» **REQUEST**
Without omitting anything, return the records precisely as given.
★ ★ ★
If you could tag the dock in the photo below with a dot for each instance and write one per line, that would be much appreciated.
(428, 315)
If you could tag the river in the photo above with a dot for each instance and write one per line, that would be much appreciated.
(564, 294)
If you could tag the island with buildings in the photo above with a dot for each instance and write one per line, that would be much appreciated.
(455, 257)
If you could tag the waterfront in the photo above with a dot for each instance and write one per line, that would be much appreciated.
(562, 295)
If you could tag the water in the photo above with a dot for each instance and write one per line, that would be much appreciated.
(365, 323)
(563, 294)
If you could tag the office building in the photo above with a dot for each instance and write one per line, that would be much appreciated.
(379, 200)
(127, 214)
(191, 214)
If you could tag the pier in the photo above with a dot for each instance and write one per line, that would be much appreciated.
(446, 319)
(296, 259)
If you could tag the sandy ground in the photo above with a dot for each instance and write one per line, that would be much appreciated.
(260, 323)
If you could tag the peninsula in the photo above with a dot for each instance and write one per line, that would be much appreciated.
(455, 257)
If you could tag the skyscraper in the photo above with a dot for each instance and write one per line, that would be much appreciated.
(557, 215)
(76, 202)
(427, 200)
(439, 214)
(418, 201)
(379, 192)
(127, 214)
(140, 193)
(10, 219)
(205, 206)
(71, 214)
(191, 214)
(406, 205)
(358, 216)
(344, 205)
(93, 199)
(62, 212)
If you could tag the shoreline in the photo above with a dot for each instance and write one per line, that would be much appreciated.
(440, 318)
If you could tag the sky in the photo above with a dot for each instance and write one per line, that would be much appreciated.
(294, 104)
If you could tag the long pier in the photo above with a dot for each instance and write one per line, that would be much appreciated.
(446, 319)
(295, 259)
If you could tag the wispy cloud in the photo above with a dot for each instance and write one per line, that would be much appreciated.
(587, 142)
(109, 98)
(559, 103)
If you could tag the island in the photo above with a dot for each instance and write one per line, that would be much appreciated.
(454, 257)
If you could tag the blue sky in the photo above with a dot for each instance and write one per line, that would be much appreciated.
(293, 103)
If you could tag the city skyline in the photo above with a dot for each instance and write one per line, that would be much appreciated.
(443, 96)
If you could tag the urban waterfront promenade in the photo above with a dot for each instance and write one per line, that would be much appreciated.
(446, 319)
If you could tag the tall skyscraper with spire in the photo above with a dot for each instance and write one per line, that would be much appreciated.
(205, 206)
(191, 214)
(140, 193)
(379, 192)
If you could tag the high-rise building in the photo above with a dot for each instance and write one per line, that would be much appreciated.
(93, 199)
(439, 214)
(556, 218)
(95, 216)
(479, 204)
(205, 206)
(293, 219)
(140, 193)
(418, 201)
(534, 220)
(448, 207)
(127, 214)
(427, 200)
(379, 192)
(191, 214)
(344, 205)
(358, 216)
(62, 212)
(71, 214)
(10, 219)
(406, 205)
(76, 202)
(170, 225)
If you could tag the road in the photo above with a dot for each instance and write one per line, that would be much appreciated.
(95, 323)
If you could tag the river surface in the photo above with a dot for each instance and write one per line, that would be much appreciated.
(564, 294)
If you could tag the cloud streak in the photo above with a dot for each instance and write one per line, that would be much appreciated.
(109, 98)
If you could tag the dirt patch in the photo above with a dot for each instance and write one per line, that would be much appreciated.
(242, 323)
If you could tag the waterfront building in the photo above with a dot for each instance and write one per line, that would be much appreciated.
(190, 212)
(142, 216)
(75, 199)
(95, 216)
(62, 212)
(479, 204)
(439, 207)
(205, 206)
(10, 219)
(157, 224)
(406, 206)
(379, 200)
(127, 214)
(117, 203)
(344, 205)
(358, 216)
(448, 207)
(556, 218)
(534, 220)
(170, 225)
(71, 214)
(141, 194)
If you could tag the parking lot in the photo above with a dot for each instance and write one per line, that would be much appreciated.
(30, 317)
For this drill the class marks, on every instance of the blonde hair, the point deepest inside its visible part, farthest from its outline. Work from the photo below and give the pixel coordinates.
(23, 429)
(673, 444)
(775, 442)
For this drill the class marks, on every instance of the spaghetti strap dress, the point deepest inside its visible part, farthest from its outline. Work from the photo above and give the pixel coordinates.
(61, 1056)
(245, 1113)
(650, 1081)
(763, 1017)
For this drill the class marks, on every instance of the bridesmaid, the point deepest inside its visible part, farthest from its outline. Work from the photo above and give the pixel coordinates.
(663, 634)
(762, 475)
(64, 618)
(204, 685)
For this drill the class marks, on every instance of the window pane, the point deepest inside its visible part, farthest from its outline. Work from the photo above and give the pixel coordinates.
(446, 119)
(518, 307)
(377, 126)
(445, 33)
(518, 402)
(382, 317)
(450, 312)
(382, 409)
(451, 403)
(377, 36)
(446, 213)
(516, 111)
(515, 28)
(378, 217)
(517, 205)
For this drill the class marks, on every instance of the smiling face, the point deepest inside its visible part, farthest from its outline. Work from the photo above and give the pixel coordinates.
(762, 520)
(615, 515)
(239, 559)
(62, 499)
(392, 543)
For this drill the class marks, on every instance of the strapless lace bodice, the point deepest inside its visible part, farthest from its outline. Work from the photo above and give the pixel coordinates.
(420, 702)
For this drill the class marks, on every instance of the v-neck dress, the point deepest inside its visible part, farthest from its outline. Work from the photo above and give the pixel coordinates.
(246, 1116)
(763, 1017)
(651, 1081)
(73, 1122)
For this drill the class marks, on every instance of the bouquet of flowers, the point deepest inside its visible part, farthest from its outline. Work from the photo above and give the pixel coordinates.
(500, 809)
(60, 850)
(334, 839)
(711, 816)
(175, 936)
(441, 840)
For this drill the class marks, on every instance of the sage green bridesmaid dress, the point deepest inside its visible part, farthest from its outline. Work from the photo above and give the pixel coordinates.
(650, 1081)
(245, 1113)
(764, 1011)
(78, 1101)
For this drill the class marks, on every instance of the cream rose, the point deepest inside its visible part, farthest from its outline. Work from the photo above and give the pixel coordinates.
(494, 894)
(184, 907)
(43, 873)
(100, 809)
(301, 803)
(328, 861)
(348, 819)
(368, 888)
★ ★ ★
» **ANSWER IN FULL**
If you could tag the dock in the photo below with a dot for each instance and write one per line, that would be much appreciated.
(428, 315)
If you could tag the river in the photo above with a dot for each instance and write one per line, that would be much appreciated.
(564, 294)
If you could tag the island with buildings in the photo above with a dot for each instance and write one per line, that would be much appreciated.
(455, 257)
If you could tag the waterfront in the photo above with a dot for each instance and write one per line, that would be much appreciated.
(562, 295)
If you could tag the water in the photo above with a dot for each instance and write one per line, that would be much appreciated.
(365, 323)
(563, 294)
If you could tag the office building in the photo above with a dot for each instance and write one per line, that would be much appreciated.
(379, 200)
(127, 214)
(191, 214)
If you could tag the pier in the photo above with a dot for each instance and write one per line, that would be much appreciated.
(446, 319)
(296, 259)
If you could tag the sandy ground in the photo above with a dot for each instance and write one per line, that would be much appreciated.
(260, 323)
If you could tag the peninsula in the photo above with a dot for each instance and write one per line, that would be much appreciated.
(455, 257)
If you could tag the skyscraper in the photo above with a dot for each instance and write one per line, that would be much appreciated.
(557, 215)
(76, 202)
(427, 200)
(439, 214)
(418, 201)
(379, 192)
(127, 214)
(140, 193)
(10, 219)
(205, 206)
(71, 214)
(191, 214)
(406, 205)
(358, 216)
(344, 205)
(93, 199)
(62, 212)
If you could tag the shoreline in the photo above with a dot for each instance and write one per line, that would be much appreciated.
(440, 318)
If you could tag the sky in the photo above with a dot for each instance and write one per line, that would be much appreciated.
(294, 104)
If you could tag the long pier in the photo above with a dot for each instance and write one per line, that would be much appreciated.
(446, 319)
(295, 259)
If you could tag the wispy cloud in the photo above with a dot for each instance and write one per line, that would be much appreciated.
(587, 142)
(109, 98)
(559, 103)
If you could tag the island in the photo above with a dot for each instance and write one per line, that would be much appreciated.
(454, 257)
If you could tag the blue sky in the photo above with a dot for each instance and write one per line, that would be much appreciated.
(293, 103)
If you could tag the city skyline in the photo above with a dot for each instance and write one per line, that would be much appreciated.
(443, 96)
If you could tag the urban waterfront promenade in the photo above with a dot for each instance and write one per line, that would be much appreciated.
(446, 319)
If you could tag the tall skyscraper with spire in the photo above with a dot for each instance and write one per line, that would be much appreciated.
(205, 206)
(191, 214)
(140, 193)
(379, 192)
If you could tag the high-rise building in the photo above with a dot for each instance and write one per line, that would be much appreciated.
(93, 199)
(439, 214)
(556, 218)
(95, 216)
(479, 204)
(205, 206)
(293, 219)
(140, 193)
(418, 201)
(534, 220)
(448, 207)
(127, 214)
(427, 200)
(379, 192)
(191, 214)
(344, 205)
(358, 216)
(62, 212)
(71, 214)
(10, 219)
(406, 205)
(76, 202)
(170, 225)
If you could tag the road in the photo above with a dot for each instance and write one per line, that would be much appreciated.
(95, 323)
If you could tag the river surface in the photo above with a dot for each instance and write one per line, that would be much appreciated.
(564, 294)
If you could tag the cloud streak in the photo above with a dot for each instance and write one per line, that would be much appreciated.
(109, 98)
If you could tag the dirt patch in the photo above with a dot for each instance and write one per line, that would be much appreciated.
(242, 323)
If you could tag the waterfront building in the photo above with a dot for each instance and write one per line, that would be much appreciated.
(190, 212)
(142, 216)
(75, 199)
(95, 216)
(62, 212)
(479, 204)
(439, 207)
(205, 206)
(10, 219)
(157, 224)
(406, 206)
(379, 200)
(127, 214)
(117, 203)
(344, 205)
(358, 216)
(448, 207)
(556, 218)
(534, 220)
(170, 225)
(71, 214)
(141, 194)
If you could tag the parking lot in the photo above with a dot for each instance and write one per line, that would be much appreciated.
(30, 317)
For this drill the class marks, on every instance of the blonde hair, the point deepest inside its visible part, farthest from its outline. Work from the photo below and give the pixel coordinates.
(23, 429)
(673, 444)
(775, 442)
For this drill the class marks, on every instance of the spaghetti strap dress, the point deepest inside its visible part, farthest from its outline. Work from the photo above and give the pixel coordinates.
(61, 1056)
(245, 1113)
(650, 1081)
(763, 1017)
For this drill the class marks, on every instance of the bridesmaid, the point deepest inside its visible part, farthest from its outline. Work from the photo above and give the pixel coordinates.
(663, 634)
(762, 475)
(64, 618)
(204, 685)
For this drill the class marks, on every instance of the window pane, the point deepest inside its visible part, farthest from its outline. Work from the photo above and give the pixel coordinates.
(446, 119)
(518, 307)
(377, 126)
(445, 33)
(518, 402)
(382, 317)
(450, 312)
(382, 409)
(451, 403)
(377, 36)
(446, 213)
(516, 111)
(515, 28)
(378, 217)
(517, 205)
For this drill the class marks, on every instance of the smiling face, the point deepest inside its visible part, farthest from its outline. Work from the photo above and give the pixel coordinates.
(762, 520)
(615, 515)
(239, 559)
(62, 499)
(392, 543)
For this drill the class marks, on every instance of the strapless lace bodice, the point deepest inside its visible part, farthest from its outline. Work from the photo above and give the pixel coordinates.
(420, 702)
For this drill the class marks, on every instance of the v-neck dress, the point deepest inside its visible part, farthest from its outline. Work from the photo above and give the pixel coordinates.
(246, 1116)
(763, 1017)
(651, 1081)
(73, 1122)
For this drill the class marks, on every instance of the bouquet of flowers, the point deepest inside its visible part, farthest from its outline. Work from the photo above and give the pixel coordinates.
(500, 809)
(60, 850)
(334, 839)
(711, 816)
(175, 936)
(441, 840)
For this drill the class marks, on every instance of the sage green bridesmaid dress, the point deepest inside its visible part, farthest from its outline. Work from the photo above and give the pixel coordinates.
(650, 1081)
(245, 1113)
(764, 1011)
(78, 1101)
For this drill the class marks, on every instance of the cream rose, the point deepest inside its visible part, farthest from its outline. Work from the photo above and give the pixel coordinates.
(494, 894)
(184, 907)
(43, 873)
(100, 809)
(301, 803)
(328, 861)
(348, 819)
(368, 888)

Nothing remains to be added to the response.